**本文:**
従って、植付け作業時で設定面積あたりのマット状苗の消費率を確実に把握でき、苗残量の低下も確実に検知する田植機が構成された。
【0009】
本発明は、前記上部存否センサが、前記苗載台に1枚のマット状苗を載置した場合に、このマット状苗を検出しない位置に配置され、前記下部存否センサが、前記苗載台に1枚のマット状苗を載置した場合に、このマット状苗を検出する位置に配置されても良い。
【0010】
これによると、上部存否センサと下部存否センサとの相対的な配置の設定により、植付け作業でマット状苗が消費され上部存否センサがマット状苗を検出する状態から検出しない状態へ切り換わった後に、マット状苗が補給された場合の検出が確実となり、マット状苗の計数を正確に行わせる。
【0011】
本発明は、前記植付機構の植付作動時におけるマット状苗の消費率を、アクチュエータの作動により調節する調節機構を備え、植付け作業時における設定面積に対するマット状苗の消費率を設定する目標設定手段を備え、前記苗消費率演算手段の演算結果に基づいて、前記目標設定手段で設定された消費率で前記マット状苗を消費するように前記調節機構を制御する調節機構制御手段を備えても良い。
【0012】
これによると、苗消費率演算手段の演算結果に基づいて得られた消費率と、目標設定手段で設定された消費率との偏差に基づいて、アクチュエータの作動により目標設定手段で設定された消費率で苗を消費するように調節機構制御手段が調節機構を制御する。これにより、作業者が消費率を調整しなくとも目標とする消費率での苗植付が実現する。
【0013】
本発明は、前記走行距離計測手段が、前記走行機体に備えた走行車輪の回転量から走行距離を計測するように処理形態が設定され、前記走行車輪のスリップ率を検出するスリップ率検出手段を備え、このスリップ率検出手段で検出されたスリップ率に基づいて前記走行距離計測手段で計測した走行距離を補正する補正手段を備えても良い。
【0014】
これによると、走行距離計測手段が、走行車輪の回転量から走行機体の走行距離を計測し、スリップ率検出手段が検出したスリップ率から補正手段が、計測された走行距離を補正することにより正確な走行距離を把握することが可能となり、結果として、設定面積あたりのマット状苗の消費率を正確な値にする。
【図面の簡単な説明】
【0015】
【図1】田植機の全体の側面図である。
【図2】田植機の全体の平面図である。
【図3】苗植付装置の側面図である。
【図4】上部存否センサと下部存否センサとの構成を示す断面図である。
【図5】上部存否センサと下部存否センサとの配置を示す後面図である。
【図6】マーカの構成を示す正面図である。
【図7】制御装置の構成を示すブロック回路図である。
【図8】苗消費率演算における信号の流れを示すブロック回路図である。
【図9】報知処理における信号の流れを示すブロック回路図である。
【図10】肥料消費率演算における信号の流れを示すブロック回路図である。
【図11】別実施形態(a)の構成と信号の流れを示すブロック回路図である。
【図12】別実施形態(b)の構成と信号の流れを示すブロック回路図である。
【図13】別実施形態(c)の構成と信号の流れを示すブロック回路図である。

**提供資料:**
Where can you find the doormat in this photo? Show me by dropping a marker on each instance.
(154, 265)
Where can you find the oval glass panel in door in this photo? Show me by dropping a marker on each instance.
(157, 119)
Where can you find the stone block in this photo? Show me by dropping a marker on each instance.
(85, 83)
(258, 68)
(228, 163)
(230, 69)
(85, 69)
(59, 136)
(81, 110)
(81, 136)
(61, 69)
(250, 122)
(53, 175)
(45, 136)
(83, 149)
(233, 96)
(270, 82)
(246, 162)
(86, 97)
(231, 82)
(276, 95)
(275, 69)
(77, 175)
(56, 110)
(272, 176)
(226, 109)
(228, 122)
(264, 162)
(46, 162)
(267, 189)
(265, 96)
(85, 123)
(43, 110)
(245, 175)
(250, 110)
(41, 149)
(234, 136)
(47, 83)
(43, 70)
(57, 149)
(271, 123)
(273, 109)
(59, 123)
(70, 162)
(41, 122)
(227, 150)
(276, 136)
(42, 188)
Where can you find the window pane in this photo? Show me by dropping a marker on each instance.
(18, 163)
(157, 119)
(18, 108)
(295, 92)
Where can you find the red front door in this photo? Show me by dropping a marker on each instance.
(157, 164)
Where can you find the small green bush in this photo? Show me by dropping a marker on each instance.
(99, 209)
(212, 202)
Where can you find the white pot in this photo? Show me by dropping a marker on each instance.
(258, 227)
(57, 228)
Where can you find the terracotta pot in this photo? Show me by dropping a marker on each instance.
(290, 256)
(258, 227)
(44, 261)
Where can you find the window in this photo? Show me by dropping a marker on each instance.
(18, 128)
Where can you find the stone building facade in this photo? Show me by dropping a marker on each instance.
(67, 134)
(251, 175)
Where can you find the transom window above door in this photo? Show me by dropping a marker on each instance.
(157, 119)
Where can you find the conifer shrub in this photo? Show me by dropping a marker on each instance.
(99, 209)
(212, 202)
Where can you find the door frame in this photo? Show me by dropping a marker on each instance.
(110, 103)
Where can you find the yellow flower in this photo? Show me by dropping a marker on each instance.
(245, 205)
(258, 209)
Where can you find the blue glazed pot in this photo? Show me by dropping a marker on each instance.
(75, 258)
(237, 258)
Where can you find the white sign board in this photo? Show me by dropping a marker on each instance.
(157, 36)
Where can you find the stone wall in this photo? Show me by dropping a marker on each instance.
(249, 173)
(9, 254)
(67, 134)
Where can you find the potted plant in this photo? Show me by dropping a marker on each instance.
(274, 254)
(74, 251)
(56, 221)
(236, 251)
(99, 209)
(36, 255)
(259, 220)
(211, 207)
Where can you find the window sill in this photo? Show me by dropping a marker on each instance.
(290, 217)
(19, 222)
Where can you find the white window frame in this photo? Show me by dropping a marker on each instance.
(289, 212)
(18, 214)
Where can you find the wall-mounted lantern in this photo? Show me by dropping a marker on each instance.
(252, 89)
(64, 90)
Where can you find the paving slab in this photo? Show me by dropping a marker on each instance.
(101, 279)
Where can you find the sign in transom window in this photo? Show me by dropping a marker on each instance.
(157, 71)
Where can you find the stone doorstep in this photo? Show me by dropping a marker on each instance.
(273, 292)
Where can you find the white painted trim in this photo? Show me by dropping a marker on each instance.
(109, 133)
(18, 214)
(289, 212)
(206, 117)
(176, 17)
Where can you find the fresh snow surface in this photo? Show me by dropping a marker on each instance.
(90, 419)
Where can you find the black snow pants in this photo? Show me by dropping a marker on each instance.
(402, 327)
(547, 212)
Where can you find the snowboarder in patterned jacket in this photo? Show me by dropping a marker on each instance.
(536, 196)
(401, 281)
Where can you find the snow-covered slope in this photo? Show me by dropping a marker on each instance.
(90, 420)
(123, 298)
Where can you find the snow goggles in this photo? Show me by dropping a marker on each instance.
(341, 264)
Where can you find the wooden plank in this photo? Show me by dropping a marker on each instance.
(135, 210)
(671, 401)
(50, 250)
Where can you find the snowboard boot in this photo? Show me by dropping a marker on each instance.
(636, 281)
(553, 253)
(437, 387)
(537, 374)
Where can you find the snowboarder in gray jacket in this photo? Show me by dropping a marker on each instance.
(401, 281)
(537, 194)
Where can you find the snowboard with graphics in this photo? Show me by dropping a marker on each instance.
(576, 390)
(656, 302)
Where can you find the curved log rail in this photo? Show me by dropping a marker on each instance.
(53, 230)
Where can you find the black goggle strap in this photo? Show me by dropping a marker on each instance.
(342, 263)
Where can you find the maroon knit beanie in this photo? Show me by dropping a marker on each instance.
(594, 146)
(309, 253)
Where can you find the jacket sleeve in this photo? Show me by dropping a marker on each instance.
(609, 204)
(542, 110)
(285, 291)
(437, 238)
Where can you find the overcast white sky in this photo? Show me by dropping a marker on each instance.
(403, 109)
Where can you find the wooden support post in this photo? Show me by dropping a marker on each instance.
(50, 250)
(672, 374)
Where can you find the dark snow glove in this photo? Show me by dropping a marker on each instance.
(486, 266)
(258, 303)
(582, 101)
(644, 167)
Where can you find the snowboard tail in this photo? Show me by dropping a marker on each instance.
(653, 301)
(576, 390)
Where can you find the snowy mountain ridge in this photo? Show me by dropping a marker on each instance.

**作業内容:**
本文では、補正手段は走行距離計測手段が測った走行距離を何にもとづいて補正しますか。

**解答例:**
スリップ率検出手段が検出した走行車輪のスリップ率にもとづいて補正します。